> What is needed
Copy the data below from the line containing "Category: brick wall" through the line containing "pixel 286 381", inclusive, replacing "foliage" with "greenery" and changing nothing else.

#### Working data

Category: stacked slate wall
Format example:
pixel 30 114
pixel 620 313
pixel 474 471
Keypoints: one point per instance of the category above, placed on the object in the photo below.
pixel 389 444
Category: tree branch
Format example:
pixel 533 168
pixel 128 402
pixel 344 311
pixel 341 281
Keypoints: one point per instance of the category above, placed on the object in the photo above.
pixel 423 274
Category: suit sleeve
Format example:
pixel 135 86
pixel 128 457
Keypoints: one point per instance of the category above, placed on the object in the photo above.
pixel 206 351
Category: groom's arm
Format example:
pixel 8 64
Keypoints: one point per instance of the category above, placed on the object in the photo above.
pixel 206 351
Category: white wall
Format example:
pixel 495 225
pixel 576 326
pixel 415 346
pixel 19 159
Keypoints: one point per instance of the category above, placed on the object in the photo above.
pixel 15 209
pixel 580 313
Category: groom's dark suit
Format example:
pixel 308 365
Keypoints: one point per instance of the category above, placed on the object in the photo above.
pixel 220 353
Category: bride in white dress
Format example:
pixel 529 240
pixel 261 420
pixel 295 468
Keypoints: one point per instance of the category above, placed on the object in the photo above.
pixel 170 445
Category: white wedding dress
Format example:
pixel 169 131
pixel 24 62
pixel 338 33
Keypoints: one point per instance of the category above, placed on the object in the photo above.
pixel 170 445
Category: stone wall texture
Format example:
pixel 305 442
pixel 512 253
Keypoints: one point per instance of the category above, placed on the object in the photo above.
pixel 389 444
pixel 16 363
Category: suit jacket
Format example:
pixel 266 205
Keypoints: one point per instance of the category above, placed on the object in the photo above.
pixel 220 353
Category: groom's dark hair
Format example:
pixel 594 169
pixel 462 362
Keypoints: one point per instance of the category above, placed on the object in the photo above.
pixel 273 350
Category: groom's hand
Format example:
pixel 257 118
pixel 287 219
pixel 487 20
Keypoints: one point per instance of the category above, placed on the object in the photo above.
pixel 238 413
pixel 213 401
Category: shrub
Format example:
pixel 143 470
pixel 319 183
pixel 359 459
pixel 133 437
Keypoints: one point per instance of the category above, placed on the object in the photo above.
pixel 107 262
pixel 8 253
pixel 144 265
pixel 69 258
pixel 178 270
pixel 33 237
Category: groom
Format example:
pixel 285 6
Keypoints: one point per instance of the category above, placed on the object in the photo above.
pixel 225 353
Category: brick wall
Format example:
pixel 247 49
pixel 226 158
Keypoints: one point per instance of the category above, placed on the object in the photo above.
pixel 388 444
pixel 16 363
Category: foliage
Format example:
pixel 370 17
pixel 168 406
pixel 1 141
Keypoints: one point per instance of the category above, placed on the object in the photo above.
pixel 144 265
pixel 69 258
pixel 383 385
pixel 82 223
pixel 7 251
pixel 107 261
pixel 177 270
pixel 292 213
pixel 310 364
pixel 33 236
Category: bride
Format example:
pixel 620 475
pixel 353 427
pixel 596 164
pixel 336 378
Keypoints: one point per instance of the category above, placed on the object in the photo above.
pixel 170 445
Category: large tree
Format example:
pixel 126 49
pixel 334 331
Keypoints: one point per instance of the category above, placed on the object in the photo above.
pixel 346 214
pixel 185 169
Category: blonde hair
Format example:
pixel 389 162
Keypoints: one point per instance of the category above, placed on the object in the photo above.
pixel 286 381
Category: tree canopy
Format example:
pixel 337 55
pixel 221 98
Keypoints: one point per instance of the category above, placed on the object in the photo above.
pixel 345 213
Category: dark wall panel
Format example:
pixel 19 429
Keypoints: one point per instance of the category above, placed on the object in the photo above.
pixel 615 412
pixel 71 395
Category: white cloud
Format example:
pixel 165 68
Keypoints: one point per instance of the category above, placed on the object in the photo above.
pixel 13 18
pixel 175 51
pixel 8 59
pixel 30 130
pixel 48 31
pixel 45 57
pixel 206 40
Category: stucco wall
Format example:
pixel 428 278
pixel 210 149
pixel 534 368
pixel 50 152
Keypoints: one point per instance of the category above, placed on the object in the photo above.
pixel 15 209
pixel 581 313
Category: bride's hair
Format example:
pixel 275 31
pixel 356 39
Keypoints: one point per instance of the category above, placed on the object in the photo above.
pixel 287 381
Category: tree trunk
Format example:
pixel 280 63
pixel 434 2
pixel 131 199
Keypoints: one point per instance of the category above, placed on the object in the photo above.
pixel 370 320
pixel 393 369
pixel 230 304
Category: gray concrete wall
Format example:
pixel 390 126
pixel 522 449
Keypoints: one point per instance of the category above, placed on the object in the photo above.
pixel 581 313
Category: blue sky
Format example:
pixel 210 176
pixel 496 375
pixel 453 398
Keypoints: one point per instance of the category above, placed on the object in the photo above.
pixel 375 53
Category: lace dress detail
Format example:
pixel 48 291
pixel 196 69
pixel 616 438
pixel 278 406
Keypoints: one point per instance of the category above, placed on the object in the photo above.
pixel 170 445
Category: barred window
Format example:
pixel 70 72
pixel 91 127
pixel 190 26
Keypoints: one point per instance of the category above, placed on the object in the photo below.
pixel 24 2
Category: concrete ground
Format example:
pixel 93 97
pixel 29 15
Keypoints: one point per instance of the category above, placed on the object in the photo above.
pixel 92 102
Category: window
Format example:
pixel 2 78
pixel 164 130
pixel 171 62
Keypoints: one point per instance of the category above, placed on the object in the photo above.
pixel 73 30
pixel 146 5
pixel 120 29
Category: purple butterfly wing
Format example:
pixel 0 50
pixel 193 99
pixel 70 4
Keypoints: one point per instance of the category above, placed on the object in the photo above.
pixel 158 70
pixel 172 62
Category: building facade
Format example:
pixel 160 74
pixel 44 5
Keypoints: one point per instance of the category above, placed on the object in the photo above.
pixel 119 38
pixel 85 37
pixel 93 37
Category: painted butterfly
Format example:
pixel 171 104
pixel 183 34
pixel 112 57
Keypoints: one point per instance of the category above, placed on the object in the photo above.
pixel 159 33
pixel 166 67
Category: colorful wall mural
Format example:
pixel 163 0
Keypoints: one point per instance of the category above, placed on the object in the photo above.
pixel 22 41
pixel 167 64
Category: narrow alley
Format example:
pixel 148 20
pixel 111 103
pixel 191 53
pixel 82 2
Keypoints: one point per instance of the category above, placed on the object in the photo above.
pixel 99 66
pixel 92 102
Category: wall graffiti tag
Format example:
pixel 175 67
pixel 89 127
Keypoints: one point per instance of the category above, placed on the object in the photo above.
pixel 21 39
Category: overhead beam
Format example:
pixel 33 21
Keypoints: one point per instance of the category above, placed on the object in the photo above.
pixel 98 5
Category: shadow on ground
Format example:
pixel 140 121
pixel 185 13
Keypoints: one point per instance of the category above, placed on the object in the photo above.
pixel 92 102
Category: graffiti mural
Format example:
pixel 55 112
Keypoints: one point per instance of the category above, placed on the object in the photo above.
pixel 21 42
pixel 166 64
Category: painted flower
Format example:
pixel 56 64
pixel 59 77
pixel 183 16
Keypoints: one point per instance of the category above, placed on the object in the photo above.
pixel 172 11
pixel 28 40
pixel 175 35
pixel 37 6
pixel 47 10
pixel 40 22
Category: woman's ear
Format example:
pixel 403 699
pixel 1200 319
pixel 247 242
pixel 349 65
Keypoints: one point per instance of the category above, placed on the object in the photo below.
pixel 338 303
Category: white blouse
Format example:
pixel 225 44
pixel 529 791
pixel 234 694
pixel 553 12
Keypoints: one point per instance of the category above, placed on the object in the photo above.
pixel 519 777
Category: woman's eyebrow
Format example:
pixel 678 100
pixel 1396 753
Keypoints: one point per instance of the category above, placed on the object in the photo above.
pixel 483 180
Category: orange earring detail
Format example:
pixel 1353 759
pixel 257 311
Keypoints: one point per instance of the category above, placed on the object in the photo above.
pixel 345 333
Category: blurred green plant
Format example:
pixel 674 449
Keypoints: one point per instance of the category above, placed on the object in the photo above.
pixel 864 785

########

> Exercise answer
Category: brick wall
Format example:
pixel 247 49
pixel 226 158
Keypoints: one point per instance of the category above, placed on the object in the photo above.
pixel 388 444
pixel 16 363
Category: greenery
Format example:
pixel 370 17
pixel 168 406
pixel 1 141
Keypoints: one point per instance of the category above, placed on the object in the photo above.
pixel 144 265
pixel 69 258
pixel 383 385
pixel 82 223
pixel 7 251
pixel 107 261
pixel 177 270
pixel 292 213
pixel 310 364
pixel 33 236
Category: bride
Format example:
pixel 620 475
pixel 353 427
pixel 596 164
pixel 336 378
Keypoints: one point per instance of the category above, placed on the object in the photo above.
pixel 170 445
Category: large tree
Format example:
pixel 126 49
pixel 334 331
Keypoints: one point per instance of the category above, placed on the object in the photo above.
pixel 346 214
pixel 185 169
Category: blonde hair
Format example:
pixel 389 162
Keypoints: one point per instance of the category above, placed on the object in the photo above.
pixel 286 381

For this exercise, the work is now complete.